■ Job: Select and copy every line of the lines below that contains the word "tree", matching case exactly.

■ Data excerpts:
* Begin *

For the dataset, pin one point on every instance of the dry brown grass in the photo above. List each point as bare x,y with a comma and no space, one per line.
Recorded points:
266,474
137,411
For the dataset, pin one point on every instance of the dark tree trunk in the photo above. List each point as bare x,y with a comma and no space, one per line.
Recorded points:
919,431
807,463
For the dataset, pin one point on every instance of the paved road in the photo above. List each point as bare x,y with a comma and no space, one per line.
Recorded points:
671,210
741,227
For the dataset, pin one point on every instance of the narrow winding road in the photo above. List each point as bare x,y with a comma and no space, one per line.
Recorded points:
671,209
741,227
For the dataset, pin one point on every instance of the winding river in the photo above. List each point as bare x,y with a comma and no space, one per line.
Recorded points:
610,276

* End *
* Begin *

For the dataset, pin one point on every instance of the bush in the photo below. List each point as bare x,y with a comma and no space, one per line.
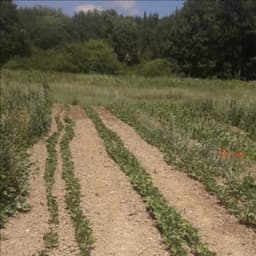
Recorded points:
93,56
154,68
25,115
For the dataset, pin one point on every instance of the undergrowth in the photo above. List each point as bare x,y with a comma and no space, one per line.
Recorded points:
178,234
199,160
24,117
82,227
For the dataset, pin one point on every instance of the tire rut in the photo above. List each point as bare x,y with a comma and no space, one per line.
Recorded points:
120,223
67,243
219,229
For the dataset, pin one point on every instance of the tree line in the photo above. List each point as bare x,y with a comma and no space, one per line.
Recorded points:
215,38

* End *

■ Solution to this task:
For the dataset, pin one point on every instance of the dark tree trunk in the photo above. List each point as bare x,y with a comma and no space, one per line.
For the dataset, pin one point on every instance of the tree line in the photo above. List each point as bare x,y with a comma and no space, one per line.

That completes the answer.